■ The problem ■
Repeat every record below exactly, but leave out any pictures.

-- Start Material for the task --

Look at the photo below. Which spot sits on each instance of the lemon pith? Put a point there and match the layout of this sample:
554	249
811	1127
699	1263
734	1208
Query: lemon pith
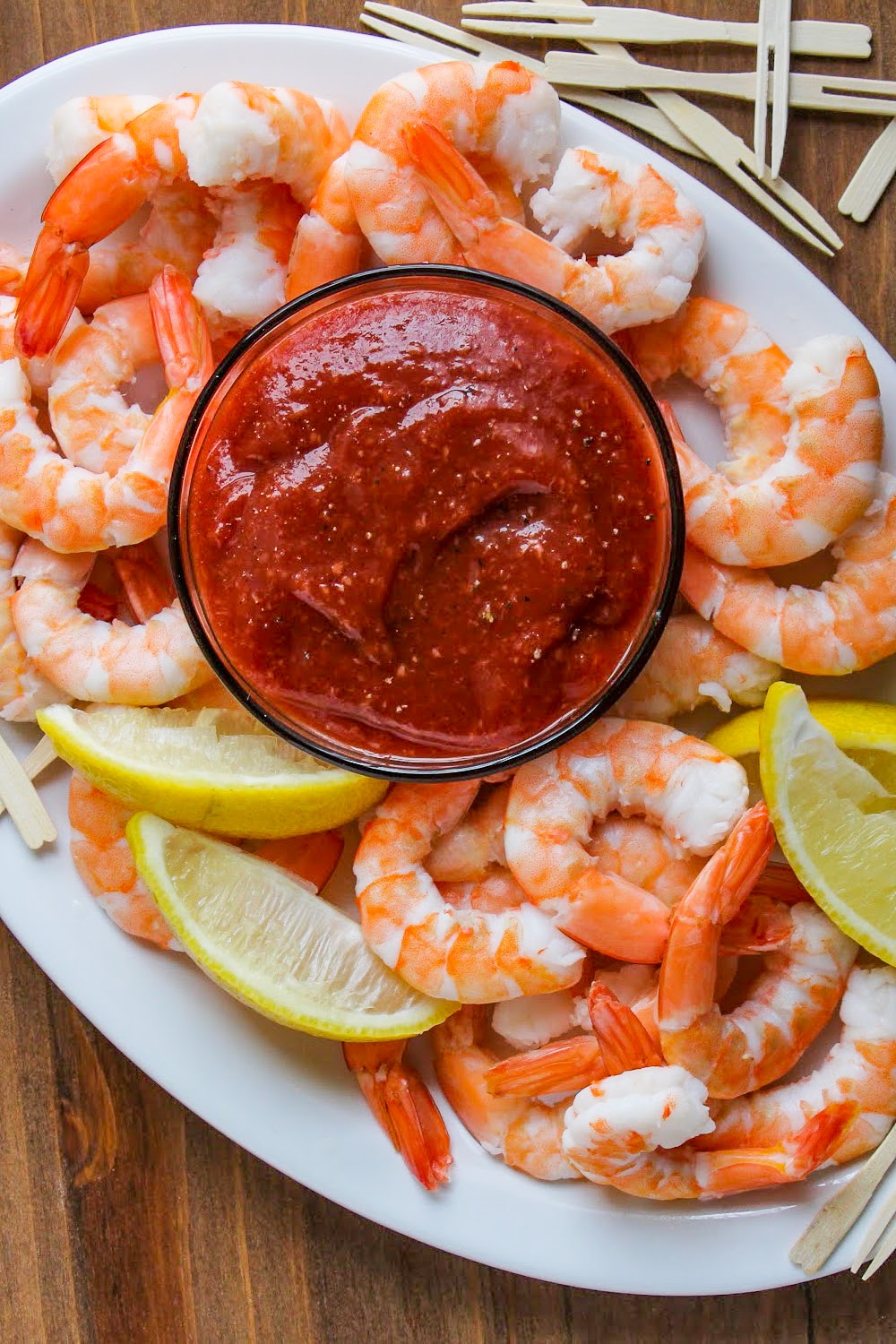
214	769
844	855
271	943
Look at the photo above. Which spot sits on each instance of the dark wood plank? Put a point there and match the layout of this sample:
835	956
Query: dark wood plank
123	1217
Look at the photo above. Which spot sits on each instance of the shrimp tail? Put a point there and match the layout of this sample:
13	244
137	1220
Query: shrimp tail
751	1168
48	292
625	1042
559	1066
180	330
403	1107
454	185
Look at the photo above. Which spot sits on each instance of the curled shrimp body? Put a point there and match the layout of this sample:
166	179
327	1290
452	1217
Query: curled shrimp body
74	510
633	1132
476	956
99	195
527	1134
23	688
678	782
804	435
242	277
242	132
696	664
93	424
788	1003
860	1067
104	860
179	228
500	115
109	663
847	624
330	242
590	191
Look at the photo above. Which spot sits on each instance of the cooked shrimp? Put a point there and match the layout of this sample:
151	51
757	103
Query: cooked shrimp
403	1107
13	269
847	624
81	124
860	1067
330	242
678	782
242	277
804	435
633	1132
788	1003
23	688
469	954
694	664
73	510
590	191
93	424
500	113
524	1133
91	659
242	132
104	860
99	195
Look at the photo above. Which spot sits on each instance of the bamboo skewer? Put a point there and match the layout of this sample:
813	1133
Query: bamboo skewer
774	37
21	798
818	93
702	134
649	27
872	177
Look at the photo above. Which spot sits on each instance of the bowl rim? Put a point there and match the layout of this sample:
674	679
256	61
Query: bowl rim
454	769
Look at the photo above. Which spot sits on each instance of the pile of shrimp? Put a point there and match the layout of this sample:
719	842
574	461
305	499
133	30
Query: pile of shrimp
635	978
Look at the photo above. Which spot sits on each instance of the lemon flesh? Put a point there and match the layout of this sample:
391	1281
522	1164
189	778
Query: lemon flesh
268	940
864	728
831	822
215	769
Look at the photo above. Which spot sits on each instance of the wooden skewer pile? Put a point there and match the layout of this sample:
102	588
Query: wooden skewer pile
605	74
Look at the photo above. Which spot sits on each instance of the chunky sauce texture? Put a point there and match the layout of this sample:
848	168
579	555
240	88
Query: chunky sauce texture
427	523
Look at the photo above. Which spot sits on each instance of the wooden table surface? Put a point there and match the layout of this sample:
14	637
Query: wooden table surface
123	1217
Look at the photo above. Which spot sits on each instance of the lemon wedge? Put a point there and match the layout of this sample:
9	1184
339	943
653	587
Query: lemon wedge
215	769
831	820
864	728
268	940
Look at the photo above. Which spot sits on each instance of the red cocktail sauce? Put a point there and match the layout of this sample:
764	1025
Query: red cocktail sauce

-- End Material for the task --

■ Expected answer ■
Look at the photo below. Which spot sits on each instance of the lemon pith? Put a point there and match the layout of this sample:
554	249
811	1127
699	1263
734	1208
Query: lemon pith
214	769
844	855
271	943
Look at the photo above. Which spot sits on each instance of the dark wood plank? Put a point there and match the layout of this sample:
835	956
Query: dark wood plank
123	1217
Look at the photo above. Which spot sits on each instance of the shrimp tail? Put a point there and match the layout of this sample:
13	244
137	1220
Query: shrimp tail
751	1168
48	292
625	1042
559	1066
180	330
403	1107
454	185
Look at the photo above. Which spot sits on each instance of the curled shrimp body? Put a point there and match the layout of this sample:
166	179
327	1290
452	1217
Query: curled shrimp body
74	510
633	1132
476	956
99	195
527	1134
23	688
678	782
804	435
242	277
242	132
696	664
93	424
788	1003
860	1067
104	860
179	228
500	115
109	663
847	624
330	242
590	191
Look at the photo above. Which spot sits on each instance of the cooked shrimp? Put a point there and match the layout of this sample:
151	51
757	103
Query: cooked shrimp
403	1107
13	269
847	624
81	124
860	1067
330	242
678	782
242	277
804	435
633	1132
788	1003
23	688
469	954
694	664
73	510
590	191
93	424
500	113
524	1133
91	659
242	132
104	860
99	195
Look at the photo above. Which spot sits on each instance of the bamboo skewer? Put a point there and match the layout of this sample:
813	1133
Query: bamboo skewer
774	37
21	798
818	93
702	134
649	27
872	177
Look at the photo above. Which spot sits on each instance of the bowl rim? Put a point there and match the layout of this sample:
674	679
256	61
Query: bowl rim
454	769
Look at the photo above. Which spot sits on each instance of the pile of shrimp? Put a point there and match the layout of this sample:
719	842
574	461
305	499
133	30
Query: pile of shrimp
635	978
Look at the photo above. Which spot sits on each instance of the lemon flesh? Put a point there and match the layout of this sample:
391	1281
522	1164
189	778
Query: lemon flesh
268	940
864	728
831	822
215	769
Look at the photo above. Which spot sits on each instance of the wooden skewer pile? Put a point there and match the layout of this sample:
102	588
Query: wooden skewer pile
605	74
Look at the photo above. Which spot sits on each instance of the chunky sauce texture? Put a point there and match the layout of this sample:
848	168
579	555
240	88
Query: chunky sauce texture
427	523
Look at the photo above. Which spot sits on each instance of the wooden table surface? Put a point there and match the layout of this sample:
14	637
Query: wooden table surface
123	1217
Look at the photo above. Which spot sits on each instance of the lemon wedge? Put a point there and match the layout of this sample:
9	1184
339	943
653	587
Query: lemon wedge
215	769
831	820
864	728
268	940
Look at the photo above. Which spot sits on each instance of the red cocktail sauce? Put a point there and match the layout of this sample:
764	1025
Query: red cocktail sauce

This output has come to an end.